-- START --

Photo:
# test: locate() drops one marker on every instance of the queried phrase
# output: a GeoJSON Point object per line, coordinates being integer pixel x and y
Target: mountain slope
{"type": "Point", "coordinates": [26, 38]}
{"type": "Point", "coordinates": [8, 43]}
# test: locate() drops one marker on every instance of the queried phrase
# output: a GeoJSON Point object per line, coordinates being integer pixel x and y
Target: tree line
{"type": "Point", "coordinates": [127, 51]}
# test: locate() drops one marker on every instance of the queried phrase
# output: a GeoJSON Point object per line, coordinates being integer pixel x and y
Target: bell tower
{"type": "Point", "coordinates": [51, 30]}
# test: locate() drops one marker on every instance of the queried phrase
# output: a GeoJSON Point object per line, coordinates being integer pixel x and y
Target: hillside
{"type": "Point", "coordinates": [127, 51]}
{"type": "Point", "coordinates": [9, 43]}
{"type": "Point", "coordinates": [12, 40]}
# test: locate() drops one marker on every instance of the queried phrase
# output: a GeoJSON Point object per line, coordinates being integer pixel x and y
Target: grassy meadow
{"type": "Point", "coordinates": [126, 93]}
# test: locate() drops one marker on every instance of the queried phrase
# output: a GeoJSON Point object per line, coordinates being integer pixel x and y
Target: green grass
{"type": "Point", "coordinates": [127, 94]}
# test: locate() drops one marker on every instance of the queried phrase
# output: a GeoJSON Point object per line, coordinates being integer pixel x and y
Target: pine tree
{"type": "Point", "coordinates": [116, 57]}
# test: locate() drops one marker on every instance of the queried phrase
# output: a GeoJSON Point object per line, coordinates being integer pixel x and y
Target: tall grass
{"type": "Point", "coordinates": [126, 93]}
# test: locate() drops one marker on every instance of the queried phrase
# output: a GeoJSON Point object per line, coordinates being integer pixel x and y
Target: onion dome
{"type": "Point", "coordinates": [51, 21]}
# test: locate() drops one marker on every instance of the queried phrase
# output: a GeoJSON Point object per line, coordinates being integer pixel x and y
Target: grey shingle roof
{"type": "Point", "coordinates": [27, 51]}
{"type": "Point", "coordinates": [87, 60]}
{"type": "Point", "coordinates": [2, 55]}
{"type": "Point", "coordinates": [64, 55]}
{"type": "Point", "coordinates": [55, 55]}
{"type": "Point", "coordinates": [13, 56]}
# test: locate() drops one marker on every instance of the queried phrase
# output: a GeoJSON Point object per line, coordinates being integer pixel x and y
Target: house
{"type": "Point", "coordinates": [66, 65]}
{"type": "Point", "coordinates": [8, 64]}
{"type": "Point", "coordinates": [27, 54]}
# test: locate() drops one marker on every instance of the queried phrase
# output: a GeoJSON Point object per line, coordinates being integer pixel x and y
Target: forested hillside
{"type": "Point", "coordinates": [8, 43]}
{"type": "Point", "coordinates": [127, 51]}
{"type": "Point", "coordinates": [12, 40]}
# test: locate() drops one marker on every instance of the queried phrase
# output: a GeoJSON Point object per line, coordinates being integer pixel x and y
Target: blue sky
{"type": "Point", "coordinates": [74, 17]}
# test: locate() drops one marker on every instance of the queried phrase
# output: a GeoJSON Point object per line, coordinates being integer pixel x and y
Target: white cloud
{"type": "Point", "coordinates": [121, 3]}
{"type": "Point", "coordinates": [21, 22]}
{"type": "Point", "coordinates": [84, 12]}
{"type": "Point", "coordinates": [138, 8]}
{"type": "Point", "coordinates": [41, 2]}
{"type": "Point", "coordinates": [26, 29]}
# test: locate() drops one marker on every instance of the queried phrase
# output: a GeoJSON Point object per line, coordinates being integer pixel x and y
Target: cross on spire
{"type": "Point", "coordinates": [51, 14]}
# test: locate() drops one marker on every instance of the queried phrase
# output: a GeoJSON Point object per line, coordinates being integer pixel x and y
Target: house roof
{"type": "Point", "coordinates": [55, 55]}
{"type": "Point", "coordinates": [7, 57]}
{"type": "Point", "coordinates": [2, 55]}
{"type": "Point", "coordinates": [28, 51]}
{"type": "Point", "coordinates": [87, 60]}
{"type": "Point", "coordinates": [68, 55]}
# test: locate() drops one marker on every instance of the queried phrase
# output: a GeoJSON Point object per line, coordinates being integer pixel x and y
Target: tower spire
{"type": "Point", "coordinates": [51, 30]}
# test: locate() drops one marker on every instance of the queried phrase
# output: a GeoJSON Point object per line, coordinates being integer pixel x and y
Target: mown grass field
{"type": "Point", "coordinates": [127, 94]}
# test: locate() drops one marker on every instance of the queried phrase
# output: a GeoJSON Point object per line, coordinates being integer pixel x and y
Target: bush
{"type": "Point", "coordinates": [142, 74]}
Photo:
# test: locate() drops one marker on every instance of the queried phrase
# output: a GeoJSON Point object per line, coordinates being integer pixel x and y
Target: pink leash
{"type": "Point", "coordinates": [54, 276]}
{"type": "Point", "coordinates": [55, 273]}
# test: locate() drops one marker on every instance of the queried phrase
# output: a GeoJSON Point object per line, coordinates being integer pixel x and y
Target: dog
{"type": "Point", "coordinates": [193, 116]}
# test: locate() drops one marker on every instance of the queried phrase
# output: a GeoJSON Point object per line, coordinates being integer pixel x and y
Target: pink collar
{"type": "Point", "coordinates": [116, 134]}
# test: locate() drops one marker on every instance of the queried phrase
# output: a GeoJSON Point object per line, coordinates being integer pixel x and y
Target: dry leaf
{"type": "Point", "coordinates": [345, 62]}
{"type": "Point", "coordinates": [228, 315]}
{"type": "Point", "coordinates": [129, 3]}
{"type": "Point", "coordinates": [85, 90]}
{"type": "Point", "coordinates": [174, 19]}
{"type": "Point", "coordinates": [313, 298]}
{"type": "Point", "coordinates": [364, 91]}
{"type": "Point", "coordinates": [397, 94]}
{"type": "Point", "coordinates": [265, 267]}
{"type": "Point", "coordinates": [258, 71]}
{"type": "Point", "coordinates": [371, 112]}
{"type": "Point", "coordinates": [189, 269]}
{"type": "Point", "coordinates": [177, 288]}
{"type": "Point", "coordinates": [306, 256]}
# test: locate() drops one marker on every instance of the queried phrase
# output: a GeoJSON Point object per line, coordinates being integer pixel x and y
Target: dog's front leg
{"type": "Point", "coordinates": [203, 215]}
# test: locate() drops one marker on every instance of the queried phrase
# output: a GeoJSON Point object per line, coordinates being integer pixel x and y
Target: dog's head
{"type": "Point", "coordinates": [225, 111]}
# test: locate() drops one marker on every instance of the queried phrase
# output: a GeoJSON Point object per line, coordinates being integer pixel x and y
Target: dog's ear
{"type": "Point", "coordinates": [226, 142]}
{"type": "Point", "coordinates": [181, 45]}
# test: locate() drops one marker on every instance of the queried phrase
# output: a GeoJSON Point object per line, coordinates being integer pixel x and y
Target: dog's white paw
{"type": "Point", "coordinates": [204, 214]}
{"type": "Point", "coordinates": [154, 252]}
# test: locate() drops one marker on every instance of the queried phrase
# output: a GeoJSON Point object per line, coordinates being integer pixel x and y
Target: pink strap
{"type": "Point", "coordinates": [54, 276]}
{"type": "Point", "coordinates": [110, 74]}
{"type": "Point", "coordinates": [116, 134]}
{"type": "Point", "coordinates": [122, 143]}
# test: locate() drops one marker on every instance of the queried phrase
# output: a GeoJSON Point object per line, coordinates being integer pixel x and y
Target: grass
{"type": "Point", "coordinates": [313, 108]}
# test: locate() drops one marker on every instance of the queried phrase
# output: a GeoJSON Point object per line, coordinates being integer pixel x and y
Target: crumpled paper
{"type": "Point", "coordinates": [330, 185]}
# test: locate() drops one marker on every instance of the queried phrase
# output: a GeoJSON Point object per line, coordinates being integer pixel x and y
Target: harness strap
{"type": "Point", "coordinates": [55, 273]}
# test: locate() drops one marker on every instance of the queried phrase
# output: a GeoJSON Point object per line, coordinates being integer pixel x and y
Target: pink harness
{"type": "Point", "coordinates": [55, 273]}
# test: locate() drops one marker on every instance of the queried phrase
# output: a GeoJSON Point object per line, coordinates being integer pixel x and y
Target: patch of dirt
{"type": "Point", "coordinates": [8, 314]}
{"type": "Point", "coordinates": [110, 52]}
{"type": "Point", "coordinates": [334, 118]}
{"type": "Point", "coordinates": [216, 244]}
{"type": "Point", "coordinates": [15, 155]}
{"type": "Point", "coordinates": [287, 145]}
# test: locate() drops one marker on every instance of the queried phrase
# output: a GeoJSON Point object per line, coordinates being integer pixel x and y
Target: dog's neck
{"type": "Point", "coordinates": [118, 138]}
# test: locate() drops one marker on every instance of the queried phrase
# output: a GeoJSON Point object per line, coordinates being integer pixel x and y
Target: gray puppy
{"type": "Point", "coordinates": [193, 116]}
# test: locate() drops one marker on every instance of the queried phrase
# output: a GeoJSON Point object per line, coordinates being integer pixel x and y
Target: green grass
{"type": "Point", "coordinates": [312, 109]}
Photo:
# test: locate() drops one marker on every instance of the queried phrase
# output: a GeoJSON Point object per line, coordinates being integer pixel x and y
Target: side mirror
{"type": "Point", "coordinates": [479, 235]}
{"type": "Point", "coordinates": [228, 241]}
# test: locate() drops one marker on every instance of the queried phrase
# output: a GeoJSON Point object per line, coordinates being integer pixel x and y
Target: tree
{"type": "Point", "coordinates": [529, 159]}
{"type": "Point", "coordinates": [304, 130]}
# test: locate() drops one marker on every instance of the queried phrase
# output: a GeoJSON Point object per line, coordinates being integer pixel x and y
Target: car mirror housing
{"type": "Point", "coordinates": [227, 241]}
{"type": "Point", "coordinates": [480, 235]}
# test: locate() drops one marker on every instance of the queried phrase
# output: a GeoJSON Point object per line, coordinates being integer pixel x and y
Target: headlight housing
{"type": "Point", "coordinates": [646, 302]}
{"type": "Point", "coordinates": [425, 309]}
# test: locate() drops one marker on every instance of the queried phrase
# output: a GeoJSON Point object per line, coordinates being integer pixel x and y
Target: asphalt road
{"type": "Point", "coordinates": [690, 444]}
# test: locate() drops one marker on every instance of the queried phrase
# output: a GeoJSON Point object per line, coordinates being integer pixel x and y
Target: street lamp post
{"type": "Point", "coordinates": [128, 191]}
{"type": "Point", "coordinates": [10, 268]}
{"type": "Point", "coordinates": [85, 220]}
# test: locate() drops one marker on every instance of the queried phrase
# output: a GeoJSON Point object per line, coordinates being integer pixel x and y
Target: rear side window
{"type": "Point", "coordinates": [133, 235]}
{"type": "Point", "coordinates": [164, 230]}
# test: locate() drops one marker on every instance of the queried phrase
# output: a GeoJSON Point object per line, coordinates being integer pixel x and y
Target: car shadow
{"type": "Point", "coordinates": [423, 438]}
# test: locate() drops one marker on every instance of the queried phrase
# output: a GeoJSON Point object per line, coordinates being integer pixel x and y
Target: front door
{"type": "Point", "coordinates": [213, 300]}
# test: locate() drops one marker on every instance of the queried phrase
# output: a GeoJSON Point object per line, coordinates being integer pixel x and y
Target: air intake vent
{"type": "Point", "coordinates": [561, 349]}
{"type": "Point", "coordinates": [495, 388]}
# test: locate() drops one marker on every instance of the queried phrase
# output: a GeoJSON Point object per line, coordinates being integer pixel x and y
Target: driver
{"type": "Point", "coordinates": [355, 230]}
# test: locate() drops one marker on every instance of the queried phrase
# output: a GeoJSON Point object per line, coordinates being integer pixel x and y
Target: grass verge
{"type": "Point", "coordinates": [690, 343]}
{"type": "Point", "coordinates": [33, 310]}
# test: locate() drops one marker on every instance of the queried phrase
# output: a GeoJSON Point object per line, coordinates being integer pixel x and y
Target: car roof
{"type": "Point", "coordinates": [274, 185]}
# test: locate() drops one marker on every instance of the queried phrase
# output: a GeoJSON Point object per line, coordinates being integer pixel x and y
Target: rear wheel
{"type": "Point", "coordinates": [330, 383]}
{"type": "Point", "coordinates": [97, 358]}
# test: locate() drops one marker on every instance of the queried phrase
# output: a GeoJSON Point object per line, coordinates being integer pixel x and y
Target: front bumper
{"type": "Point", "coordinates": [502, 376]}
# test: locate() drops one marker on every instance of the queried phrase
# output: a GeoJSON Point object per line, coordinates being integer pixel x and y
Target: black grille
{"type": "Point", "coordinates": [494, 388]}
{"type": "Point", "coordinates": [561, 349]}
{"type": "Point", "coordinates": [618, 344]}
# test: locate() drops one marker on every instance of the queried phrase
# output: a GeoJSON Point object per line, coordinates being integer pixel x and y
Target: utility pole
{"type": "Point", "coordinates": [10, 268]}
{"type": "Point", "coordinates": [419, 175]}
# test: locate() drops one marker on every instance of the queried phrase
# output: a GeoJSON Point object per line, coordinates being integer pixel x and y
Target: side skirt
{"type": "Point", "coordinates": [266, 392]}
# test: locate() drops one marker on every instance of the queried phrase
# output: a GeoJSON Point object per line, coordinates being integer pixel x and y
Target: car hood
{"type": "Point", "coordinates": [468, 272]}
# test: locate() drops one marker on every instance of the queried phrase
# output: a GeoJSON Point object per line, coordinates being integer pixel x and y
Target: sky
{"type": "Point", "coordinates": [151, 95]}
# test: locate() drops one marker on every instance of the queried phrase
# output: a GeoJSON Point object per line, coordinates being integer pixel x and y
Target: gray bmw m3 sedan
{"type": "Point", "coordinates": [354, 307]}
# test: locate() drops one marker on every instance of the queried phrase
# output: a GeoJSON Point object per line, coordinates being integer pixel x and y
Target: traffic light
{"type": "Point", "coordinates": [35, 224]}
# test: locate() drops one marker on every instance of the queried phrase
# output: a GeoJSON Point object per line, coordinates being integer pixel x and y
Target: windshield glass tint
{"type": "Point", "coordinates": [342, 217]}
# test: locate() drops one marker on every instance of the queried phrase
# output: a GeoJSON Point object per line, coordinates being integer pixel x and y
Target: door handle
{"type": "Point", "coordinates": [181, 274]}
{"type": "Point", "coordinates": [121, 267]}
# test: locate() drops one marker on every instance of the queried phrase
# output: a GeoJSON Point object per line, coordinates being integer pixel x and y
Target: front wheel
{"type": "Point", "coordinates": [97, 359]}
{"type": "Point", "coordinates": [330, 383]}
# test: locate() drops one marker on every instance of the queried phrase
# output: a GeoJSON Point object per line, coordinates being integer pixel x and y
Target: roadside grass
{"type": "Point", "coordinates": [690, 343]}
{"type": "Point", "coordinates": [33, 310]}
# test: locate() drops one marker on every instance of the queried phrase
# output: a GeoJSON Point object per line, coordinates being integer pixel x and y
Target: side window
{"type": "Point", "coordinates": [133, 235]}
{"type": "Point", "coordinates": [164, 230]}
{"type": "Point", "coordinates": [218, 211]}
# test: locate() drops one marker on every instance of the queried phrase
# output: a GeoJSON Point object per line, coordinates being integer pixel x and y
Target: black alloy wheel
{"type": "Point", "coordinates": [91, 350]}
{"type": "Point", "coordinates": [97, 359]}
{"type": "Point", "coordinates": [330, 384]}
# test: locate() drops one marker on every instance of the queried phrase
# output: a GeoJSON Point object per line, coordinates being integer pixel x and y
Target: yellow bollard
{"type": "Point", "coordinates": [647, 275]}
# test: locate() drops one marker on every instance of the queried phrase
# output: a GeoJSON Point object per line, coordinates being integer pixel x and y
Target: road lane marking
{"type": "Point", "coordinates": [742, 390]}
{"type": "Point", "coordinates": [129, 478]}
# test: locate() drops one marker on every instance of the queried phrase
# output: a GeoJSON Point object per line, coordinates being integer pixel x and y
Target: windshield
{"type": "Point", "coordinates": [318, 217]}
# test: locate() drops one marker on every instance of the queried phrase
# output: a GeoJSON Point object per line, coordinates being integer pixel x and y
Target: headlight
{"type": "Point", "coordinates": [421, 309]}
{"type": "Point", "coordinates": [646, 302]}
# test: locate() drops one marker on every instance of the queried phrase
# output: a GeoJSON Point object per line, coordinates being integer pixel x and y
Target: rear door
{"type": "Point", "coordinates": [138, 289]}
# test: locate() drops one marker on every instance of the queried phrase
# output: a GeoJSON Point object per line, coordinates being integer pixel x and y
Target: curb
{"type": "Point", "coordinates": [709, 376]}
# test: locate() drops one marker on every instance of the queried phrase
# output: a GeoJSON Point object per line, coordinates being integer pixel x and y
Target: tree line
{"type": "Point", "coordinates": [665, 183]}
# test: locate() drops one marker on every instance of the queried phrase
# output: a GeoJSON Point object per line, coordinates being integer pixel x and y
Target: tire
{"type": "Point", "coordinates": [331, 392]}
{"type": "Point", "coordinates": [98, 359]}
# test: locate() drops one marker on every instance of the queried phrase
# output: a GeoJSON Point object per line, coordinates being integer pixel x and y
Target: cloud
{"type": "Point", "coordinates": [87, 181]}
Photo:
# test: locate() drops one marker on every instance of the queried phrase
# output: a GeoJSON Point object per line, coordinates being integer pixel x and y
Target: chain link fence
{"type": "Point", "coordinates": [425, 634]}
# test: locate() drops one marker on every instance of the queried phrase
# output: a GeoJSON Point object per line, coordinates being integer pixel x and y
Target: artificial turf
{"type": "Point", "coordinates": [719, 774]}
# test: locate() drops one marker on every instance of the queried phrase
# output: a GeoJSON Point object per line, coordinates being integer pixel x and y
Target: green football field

-- END --

The exercise: Please pull out each line of the records above that contains the word "spire" and list those lines.

Output of the task:
Target: cross on spire
Target: tower spire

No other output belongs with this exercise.